What this task involves: Render the lines of the records below as a JSON list of strings, one string per line, and leave out any blank lines.
==== Source records
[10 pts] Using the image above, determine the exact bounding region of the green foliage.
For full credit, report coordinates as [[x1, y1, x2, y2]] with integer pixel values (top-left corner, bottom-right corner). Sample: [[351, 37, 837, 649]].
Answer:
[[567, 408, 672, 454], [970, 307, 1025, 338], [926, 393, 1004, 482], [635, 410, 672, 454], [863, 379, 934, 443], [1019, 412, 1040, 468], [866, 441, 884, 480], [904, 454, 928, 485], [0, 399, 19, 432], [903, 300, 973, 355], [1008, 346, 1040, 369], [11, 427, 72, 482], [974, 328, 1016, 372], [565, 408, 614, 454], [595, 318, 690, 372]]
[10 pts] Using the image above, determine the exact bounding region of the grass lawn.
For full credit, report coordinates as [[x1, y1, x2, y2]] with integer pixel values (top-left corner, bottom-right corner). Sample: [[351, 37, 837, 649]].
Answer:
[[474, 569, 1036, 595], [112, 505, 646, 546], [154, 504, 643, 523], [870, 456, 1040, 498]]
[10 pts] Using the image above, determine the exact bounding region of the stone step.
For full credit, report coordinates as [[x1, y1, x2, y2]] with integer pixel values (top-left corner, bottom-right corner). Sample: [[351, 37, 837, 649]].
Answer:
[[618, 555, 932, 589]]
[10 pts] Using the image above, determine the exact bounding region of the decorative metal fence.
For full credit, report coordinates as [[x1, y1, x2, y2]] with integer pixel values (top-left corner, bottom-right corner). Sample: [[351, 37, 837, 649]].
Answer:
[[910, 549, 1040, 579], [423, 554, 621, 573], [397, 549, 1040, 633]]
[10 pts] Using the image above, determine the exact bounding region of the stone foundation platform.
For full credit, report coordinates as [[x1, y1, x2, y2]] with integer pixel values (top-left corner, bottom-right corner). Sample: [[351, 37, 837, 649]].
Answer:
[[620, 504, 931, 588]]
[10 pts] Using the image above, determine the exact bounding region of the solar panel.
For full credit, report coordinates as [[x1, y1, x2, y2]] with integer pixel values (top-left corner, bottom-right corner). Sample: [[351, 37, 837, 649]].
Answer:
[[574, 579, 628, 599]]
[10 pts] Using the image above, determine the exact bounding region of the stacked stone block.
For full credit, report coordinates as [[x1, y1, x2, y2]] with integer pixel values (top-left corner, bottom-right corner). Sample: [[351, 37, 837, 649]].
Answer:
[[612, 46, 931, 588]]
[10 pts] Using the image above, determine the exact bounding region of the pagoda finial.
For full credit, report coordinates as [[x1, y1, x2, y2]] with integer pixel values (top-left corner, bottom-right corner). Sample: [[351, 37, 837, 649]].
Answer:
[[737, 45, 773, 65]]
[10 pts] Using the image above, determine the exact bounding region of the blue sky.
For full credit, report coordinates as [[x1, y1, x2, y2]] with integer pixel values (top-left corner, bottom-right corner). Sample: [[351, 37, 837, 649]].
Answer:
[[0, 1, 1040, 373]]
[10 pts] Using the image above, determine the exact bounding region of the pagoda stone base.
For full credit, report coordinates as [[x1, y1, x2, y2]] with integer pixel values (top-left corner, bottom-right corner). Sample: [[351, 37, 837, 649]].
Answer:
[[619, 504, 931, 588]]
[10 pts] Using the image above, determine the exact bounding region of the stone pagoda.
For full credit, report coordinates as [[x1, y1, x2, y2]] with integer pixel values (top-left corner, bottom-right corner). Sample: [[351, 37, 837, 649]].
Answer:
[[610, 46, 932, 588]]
========
Answer in full:
[
  "[10 pts] Using the image above, determine the exact bounding region of the green foliage.",
  "For full credit, report coordinates as [[x1, y1, x2, y2]] with integer pixel values (top-left corner, bottom-right corner). Sample: [[351, 37, 837, 649]].",
  "Answer:",
  "[[567, 408, 672, 454], [970, 307, 1025, 338], [926, 393, 1004, 482], [635, 410, 672, 454], [863, 379, 934, 443], [1019, 412, 1040, 468], [866, 441, 884, 480], [904, 454, 928, 485], [0, 399, 19, 432], [903, 300, 973, 355], [1008, 346, 1040, 369], [11, 427, 72, 482], [974, 328, 1016, 372], [565, 408, 614, 454], [595, 318, 690, 372]]",
  "[10 pts] Using the image above, determine the exact bounding region of the grass lawn.",
  "For full credit, report coordinates as [[x1, y1, x2, y2]] with integer pixel values (top-left corner, bottom-right corner). Sample: [[351, 37, 837, 649]].",
  "Answer:",
  "[[474, 569, 1036, 595], [112, 505, 646, 546], [154, 504, 643, 523], [870, 456, 1040, 498]]",
  "[10 pts] Using the image above, determine the exact bounding region of the stone step.",
  "For full credit, report coordinates as [[x1, y1, x2, y2]] with integer pixel values (top-left corner, bottom-right corner). Sample: [[351, 37, 837, 649]].",
  "Answer:",
  "[[618, 555, 932, 589]]",
  "[10 pts] Using the image above, determine the exact bounding region of the decorative metal fence.",
  "For full credit, report coordinates as [[x1, y1, x2, y2]] with integer pixel values (top-left corner, bottom-right corner). Sample: [[351, 37, 837, 649]].",
  "Answer:",
  "[[910, 549, 1040, 579], [423, 554, 621, 573], [397, 549, 1040, 633]]",
  "[10 pts] Using the image above, determine the exact bounding region of the stone foundation platform.",
  "For full credit, report coordinates as [[x1, y1, x2, y2]] with integer pixel values (top-left corner, bottom-right corner). Sample: [[351, 37, 837, 649]].",
  "Answer:",
  "[[620, 504, 931, 588]]",
  "[10 pts] Using the image above, determine the exact bounding region of the solar panel.",
  "For full credit, report coordinates as [[x1, y1, x2, y2]] with integer pixel values (top-left corner, bottom-right corner). Sample: [[351, 37, 837, 649]].",
  "Answer:",
  "[[574, 579, 628, 599]]",
  "[10 pts] Using the image above, determine the exact bounding region of the stacked stone block.",
  "For full credit, report coordinates as [[x1, y1, x2, y2]] with integer pixel values (top-left corner, bottom-right corner). Sample: [[351, 37, 837, 649]].",
  "Answer:",
  "[[612, 46, 931, 588]]",
  "[10 pts] Using the image above, determine the exact bounding region of the pagoda finial.",
  "For full credit, report coordinates as [[x1, y1, x2, y2]] with integer pixel values (top-left corner, bottom-right corner). Sample: [[351, 37, 837, 649]].",
  "Answer:",
  "[[737, 45, 773, 65]]",
  "[10 pts] Using the image above, determine the exact bounding region of the blue sky.",
  "For full credit, report coordinates as [[x1, y1, x2, y2]] with integer pixel values (top-left corner, bottom-right corner). Sample: [[351, 37, 837, 649]].",
  "Answer:",
  "[[0, 1, 1040, 373]]",
  "[10 pts] Using the image above, determine the exact bounding region of the pagoda stone base.",
  "For full credit, report coordinates as [[x1, y1, x2, y2]] with integer pixel values (top-left corner, bottom-right corner). Sample: [[351, 37, 837, 649]].",
  "Answer:",
  "[[619, 504, 931, 588]]",
  "[10 pts] Using the image above, determine the exact bounding region of the stone pagoda.",
  "For full credit, report coordinates as [[x1, y1, x2, y2]] with integer pixel values (top-left corner, bottom-right corner). Sample: [[351, 37, 837, 649]].",
  "Answer:",
  "[[610, 46, 932, 588]]"
]